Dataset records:
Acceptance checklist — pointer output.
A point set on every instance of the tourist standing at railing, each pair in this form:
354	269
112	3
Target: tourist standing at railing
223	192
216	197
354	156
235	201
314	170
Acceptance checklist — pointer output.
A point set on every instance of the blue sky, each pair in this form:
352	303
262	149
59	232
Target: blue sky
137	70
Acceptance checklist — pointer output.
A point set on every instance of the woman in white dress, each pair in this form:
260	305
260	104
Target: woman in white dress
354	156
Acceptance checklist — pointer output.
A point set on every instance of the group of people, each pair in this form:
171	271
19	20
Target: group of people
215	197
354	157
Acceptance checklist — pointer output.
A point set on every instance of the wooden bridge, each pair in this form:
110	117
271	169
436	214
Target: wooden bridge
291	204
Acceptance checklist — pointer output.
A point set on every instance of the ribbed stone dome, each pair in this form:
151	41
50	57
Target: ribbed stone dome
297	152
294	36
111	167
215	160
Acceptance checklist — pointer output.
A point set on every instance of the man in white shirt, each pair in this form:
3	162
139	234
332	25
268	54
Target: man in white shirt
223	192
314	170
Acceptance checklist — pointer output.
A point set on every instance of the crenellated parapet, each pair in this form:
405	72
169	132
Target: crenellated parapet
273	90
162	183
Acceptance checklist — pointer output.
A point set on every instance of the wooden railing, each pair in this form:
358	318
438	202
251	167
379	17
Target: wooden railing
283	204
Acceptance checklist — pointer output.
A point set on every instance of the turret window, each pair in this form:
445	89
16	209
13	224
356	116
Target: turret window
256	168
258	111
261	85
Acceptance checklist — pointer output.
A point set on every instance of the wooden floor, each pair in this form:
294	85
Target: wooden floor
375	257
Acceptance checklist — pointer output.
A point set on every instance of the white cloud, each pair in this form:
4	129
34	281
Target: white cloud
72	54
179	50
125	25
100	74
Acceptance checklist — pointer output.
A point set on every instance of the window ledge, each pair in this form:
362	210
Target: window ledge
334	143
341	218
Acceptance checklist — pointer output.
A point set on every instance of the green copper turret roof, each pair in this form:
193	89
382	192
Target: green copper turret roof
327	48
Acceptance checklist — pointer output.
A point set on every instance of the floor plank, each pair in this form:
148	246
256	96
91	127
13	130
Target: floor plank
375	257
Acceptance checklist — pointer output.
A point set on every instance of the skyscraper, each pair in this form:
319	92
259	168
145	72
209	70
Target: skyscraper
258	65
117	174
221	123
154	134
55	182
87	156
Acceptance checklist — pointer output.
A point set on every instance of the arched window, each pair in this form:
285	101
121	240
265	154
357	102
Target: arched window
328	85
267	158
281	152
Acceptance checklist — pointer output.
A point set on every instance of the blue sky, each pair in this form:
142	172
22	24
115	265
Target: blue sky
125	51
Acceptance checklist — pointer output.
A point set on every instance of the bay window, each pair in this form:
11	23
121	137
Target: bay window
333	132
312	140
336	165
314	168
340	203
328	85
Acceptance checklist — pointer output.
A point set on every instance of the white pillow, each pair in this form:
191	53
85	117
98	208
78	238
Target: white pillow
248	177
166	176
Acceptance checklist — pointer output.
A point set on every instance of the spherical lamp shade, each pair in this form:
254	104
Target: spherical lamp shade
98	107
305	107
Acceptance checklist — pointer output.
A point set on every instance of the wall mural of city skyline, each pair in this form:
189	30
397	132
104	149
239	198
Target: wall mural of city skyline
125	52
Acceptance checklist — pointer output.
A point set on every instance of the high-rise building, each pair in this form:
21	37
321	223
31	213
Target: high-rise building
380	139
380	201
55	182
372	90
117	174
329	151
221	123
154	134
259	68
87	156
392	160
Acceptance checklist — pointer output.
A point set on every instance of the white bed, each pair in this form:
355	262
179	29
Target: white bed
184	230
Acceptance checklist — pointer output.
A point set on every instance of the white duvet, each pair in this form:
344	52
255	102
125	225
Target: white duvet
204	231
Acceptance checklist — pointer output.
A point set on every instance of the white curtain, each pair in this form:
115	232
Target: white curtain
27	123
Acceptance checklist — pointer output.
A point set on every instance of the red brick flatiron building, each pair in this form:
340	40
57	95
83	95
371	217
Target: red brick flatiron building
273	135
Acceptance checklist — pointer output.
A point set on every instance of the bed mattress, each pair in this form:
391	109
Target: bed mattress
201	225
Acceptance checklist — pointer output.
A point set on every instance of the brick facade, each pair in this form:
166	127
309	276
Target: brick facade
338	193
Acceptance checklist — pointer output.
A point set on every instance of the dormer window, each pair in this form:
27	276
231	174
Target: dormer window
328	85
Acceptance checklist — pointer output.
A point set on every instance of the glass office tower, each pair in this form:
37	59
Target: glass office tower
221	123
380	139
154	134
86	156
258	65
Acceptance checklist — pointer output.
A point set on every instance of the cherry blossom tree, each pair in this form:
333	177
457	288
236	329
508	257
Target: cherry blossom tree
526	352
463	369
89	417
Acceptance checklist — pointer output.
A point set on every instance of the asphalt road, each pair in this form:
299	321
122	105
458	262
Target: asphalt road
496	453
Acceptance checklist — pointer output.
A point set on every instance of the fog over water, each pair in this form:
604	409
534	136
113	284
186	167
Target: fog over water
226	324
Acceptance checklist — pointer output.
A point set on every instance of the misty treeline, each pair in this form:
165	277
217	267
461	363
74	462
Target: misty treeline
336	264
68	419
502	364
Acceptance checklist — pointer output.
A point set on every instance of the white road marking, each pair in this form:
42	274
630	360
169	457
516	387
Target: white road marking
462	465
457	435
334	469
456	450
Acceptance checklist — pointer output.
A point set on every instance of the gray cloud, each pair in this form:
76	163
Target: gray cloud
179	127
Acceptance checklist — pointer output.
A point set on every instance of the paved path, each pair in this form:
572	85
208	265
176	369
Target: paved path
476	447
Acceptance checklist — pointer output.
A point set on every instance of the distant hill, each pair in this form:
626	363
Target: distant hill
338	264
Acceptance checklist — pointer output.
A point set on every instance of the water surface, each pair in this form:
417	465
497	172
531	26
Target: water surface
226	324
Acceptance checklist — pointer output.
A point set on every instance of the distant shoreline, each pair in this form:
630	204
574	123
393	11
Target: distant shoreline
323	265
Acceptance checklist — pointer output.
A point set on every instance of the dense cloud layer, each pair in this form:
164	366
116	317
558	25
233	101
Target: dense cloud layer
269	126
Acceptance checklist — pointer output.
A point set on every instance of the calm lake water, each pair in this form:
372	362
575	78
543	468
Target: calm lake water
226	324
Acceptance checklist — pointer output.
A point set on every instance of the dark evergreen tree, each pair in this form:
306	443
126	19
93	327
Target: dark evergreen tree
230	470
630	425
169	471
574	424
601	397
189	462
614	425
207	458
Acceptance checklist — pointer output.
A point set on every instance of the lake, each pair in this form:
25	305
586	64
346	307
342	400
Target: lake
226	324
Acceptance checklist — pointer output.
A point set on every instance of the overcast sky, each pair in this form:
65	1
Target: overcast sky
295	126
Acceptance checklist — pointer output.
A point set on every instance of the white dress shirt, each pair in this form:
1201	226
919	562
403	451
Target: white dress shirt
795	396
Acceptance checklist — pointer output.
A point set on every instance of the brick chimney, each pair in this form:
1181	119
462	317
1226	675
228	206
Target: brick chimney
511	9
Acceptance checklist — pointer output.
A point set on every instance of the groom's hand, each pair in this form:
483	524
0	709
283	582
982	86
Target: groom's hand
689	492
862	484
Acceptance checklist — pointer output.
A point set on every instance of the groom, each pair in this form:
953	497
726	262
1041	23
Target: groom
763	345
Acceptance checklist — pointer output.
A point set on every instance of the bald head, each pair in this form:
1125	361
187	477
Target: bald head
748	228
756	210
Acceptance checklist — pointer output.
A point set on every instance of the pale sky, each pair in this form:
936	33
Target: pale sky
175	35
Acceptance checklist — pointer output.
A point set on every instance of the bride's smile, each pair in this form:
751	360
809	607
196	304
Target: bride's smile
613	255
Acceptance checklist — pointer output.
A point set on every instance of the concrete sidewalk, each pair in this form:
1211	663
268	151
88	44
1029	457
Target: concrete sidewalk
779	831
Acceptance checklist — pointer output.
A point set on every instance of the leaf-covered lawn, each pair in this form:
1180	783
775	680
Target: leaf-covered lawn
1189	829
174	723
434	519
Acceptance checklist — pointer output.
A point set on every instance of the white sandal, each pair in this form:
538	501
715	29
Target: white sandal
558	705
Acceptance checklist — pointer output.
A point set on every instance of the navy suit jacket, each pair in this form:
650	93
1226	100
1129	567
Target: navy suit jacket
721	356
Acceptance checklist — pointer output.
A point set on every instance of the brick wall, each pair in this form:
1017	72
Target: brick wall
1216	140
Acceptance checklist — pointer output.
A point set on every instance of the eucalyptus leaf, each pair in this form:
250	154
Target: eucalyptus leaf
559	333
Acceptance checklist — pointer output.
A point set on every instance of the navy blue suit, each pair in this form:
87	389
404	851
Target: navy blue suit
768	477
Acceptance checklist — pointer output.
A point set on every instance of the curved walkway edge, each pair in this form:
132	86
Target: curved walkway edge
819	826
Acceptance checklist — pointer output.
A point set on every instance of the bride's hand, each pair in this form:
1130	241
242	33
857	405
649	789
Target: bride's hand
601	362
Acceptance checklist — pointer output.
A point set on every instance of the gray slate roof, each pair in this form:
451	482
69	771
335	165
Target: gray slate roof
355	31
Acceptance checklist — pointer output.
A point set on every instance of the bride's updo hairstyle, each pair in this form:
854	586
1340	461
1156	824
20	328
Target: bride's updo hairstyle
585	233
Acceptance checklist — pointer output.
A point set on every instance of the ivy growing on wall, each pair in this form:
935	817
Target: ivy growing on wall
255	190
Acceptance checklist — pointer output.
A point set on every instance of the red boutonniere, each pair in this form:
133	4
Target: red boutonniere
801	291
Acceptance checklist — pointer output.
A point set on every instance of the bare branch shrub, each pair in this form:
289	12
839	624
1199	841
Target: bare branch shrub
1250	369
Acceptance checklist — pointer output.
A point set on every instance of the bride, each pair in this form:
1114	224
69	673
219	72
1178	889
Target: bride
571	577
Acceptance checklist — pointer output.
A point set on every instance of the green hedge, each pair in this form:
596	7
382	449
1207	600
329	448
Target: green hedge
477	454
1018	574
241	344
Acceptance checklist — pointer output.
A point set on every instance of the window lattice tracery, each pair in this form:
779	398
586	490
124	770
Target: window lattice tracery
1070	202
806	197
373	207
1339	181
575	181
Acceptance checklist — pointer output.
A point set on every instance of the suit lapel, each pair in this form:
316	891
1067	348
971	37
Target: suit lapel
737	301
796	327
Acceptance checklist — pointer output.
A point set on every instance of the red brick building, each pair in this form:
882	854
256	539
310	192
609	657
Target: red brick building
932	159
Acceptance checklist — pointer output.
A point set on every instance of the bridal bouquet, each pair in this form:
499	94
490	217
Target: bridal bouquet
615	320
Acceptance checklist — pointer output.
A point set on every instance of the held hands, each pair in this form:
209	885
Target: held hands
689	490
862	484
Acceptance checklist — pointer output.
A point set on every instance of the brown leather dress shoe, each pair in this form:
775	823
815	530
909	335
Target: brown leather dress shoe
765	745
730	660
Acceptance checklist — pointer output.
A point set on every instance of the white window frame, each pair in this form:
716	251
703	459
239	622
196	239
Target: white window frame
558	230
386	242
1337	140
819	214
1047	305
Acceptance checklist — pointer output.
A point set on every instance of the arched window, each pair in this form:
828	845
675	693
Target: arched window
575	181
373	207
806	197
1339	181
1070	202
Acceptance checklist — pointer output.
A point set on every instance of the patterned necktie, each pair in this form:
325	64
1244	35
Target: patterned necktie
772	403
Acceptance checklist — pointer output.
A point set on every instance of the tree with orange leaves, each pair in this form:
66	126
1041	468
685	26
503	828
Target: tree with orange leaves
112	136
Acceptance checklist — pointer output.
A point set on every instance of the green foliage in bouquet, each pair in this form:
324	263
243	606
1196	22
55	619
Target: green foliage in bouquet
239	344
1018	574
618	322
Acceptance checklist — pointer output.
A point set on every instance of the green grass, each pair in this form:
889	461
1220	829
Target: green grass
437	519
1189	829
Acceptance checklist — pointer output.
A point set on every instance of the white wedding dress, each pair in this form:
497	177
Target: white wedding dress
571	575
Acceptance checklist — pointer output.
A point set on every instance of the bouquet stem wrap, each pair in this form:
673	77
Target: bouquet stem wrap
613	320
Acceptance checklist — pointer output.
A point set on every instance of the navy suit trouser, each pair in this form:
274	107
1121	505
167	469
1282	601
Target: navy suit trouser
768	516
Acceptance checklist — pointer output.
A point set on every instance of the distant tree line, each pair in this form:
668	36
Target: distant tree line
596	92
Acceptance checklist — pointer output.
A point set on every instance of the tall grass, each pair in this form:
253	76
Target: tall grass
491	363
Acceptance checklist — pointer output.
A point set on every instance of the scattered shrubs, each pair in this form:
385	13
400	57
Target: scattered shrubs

#### WHAT NEEDS TO BE DONE
Pull out every line in the material above that holds the string "necktie".

#### TASK RESULT
A point set on every instance of the patterned necktie, each pair in this form:
Target: patterned necktie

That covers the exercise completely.